### [Passage provided]

— Start —

The conventional wisdom is that when the road team splits the first two games of a best-of-seven series, they’ve succeeded in making it a best-of-five series in which they have the majority of the home games. That’s true, to a point, but it overlooks the sizeable advantages the Yankees retain in this series. To begin with, they still have home field advantage for what are likely to be the two most important games of the Series, Games Six and Seven, both of which will find at least one team a win away from the championship. The Yankees also have the edge in at least three of the remaining pitching matchups, including tonight’s and tomorrow’s.

— End —

### [Set tasks]
a – Answer these questions using the passage on the Yankees' series.
(i) According to conventional wisdom, what has the road team turned the series into by splitting the first two games?
(ii) For which two games do the Yankees still have home field advantage?
(iii) In how many of the remaining pitching matchups do the Yankees have the edge?
b – Please extract the words from the passage on the Yankees' series, starting at "The conventional wisdom" up to and including "tonight’s and tomorrow’s.", with no changes.

### [Items]
— Start —

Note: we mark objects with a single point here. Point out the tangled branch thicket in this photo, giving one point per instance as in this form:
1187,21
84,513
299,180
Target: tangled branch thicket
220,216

— End —

### [Solutions to each task]
a –
(i) A best-of-five series in which the road team has the majority of the home games.
(ii) Games Six and Seven.
(iii) At least three, including tonight's and tomorrow's.

b –
The conventional wisdom is that when the road team splits the first two games of a best-of-seven series, they’ve succeeded in making it a best-of-five series in which they have the majority of the home games. That’s true, to a point, but it overlooks the sizeable advantages the Yankees retain in this series. To begin with, they still have home field advantage for what are likely to be the two most important games of the Series, Games Six and Seven, both of which will find at least one team a win away from the championship. The Yankees also have the edge in at least three of the remaining pitching matchups, including tonight’s and tomorrow’s.